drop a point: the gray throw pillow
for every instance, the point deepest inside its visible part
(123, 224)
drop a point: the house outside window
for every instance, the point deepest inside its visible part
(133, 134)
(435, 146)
---
**How to complete this task**
Which lines in the records contain the word "drop"? Copy each one.

**Response to this exercise**
drop a point: the gray throw pillow
drop a point: the house outside window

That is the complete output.